PROBLEM REQUIREMENTS: Please rewrite the items below as a numbered list, leaving out any blank lines.

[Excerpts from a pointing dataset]
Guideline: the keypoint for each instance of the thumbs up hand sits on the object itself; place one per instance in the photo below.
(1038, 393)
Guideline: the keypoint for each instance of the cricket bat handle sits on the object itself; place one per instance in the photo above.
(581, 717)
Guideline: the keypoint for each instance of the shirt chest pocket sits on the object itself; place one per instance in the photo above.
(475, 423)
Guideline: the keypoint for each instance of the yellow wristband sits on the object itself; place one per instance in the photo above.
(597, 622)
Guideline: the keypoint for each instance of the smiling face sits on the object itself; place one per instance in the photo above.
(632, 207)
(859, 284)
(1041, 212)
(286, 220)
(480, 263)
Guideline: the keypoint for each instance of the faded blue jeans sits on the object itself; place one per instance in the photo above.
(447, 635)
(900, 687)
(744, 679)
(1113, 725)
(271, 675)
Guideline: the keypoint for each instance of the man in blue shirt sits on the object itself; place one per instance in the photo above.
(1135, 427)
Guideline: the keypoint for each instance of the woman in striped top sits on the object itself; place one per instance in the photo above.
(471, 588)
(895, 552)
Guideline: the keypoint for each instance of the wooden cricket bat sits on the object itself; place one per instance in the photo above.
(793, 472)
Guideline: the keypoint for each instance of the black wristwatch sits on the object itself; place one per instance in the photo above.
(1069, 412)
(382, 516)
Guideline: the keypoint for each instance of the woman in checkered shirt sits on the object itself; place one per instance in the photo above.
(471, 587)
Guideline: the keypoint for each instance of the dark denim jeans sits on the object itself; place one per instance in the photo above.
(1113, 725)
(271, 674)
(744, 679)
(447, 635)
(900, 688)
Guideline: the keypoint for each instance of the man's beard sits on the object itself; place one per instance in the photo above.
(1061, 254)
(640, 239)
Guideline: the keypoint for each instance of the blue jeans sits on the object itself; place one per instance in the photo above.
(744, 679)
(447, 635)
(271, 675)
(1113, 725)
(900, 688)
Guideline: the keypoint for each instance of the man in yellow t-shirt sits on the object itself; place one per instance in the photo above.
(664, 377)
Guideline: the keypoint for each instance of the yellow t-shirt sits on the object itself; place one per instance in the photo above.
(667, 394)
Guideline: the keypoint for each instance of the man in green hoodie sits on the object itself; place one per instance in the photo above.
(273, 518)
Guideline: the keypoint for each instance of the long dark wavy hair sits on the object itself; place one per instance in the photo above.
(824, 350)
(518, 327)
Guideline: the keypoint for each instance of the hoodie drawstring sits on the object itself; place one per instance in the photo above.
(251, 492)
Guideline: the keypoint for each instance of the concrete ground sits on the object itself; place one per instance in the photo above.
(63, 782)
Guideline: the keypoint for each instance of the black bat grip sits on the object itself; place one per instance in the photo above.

EXERCISE RESULT:
1. Guideline: the keypoint for each instance of the thumbs up hand sits on the object itself; place one per instance in the photo below.
2. (1038, 393)
3. Guideline: the keypoint for each instance of the cricket bat handle sits on the object itself; place one per instance in the photo above.
4. (581, 717)
5. Guideline: the keypoint for each instance of the shirt chest pocket sits on the object itself; place one per instance in the photo above.
6. (475, 423)
7. Guideline: the keypoint for each instance of the yellow wristband sits on the object itself; place one per instance in the photo above.
8. (597, 622)
9. Guideline: the keypoint for each instance of the smiling face sits on the object itself; place one per instance in the photo above.
10. (632, 207)
11. (859, 284)
12. (1041, 212)
13. (286, 220)
14. (480, 263)
15. Guideline: the keypoint for each instance of the faded blue jeans sits on the object itself; place one per instance in the photo above.
16. (447, 635)
17. (900, 687)
18. (744, 679)
19. (1113, 725)
20. (271, 675)
21. Guideline: the keypoint for each instance of the man in blue shirt sits on the object itself; place one per instance in the photo above.
22. (1135, 427)
23. Guideline: the keypoint for each instance of the woman in striped top sits on the object itself; place one per instance in the photo above.
24. (471, 588)
25. (895, 552)
26. Guideline: the keypoint for each instance of the wooden cricket bat sits on the object itself; place one per instance in the photo above.
27. (793, 472)
28. Guideline: the keypoint for each instance of the black wristwatch sits on the object itself; place one per instance in the photo above.
29. (1069, 412)
30. (382, 516)
31. Guideline: the keypoint for each instance of the woman in checkered shirt sits on the object itself; place one per instance in the photo above.
32. (471, 587)
33. Guideline: the keypoint for each instance of the dark denim jeans sits on the object itself; place one per instance in the photo above.
34. (1113, 725)
35. (271, 674)
36. (744, 679)
37. (447, 635)
38. (900, 688)
39. Guideline: the keypoint for each instance of the man's beard sits on the object itself; place one per instance in the photo above.
40. (1061, 254)
41. (640, 239)
42. Guideline: the keypoint for each instance of the blue jeans sits on the object itself; place one per instance in the photo above.
43. (744, 679)
44. (447, 635)
45. (271, 675)
46. (1113, 725)
47. (900, 688)
48. Guideline: the keypoint for each instance of the man in yellow t-shirt sits on the object itself; place one per instance in the photo above.
49. (664, 377)
50. Guideline: the keypoint for each instance of the yellow t-shirt sits on the object itself; place one per instance in the photo above.
51. (667, 394)
52. Guideline: the keypoint for each instance of the man in green hoodie sits on the object itself; place one per instance in the photo above.
53. (273, 518)
54. Guideline: the keypoint for each instance of the long dark wavy hair sits on the object itself; place one per instance in the photo above.
55. (824, 350)
56. (518, 327)
57. Guideline: the keypoint for each instance of the hoodie drawstring sits on the object itself; place one per instance in the photo above.
58. (251, 492)
59. Guideline: the keypoint for each instance of the concrete ground sits on the object itself; place one per instance in the photo above.
60. (63, 782)
61. Guideline: the keypoint for each instance of the black bat grip sits on the object itself; place one per instance in the photo above.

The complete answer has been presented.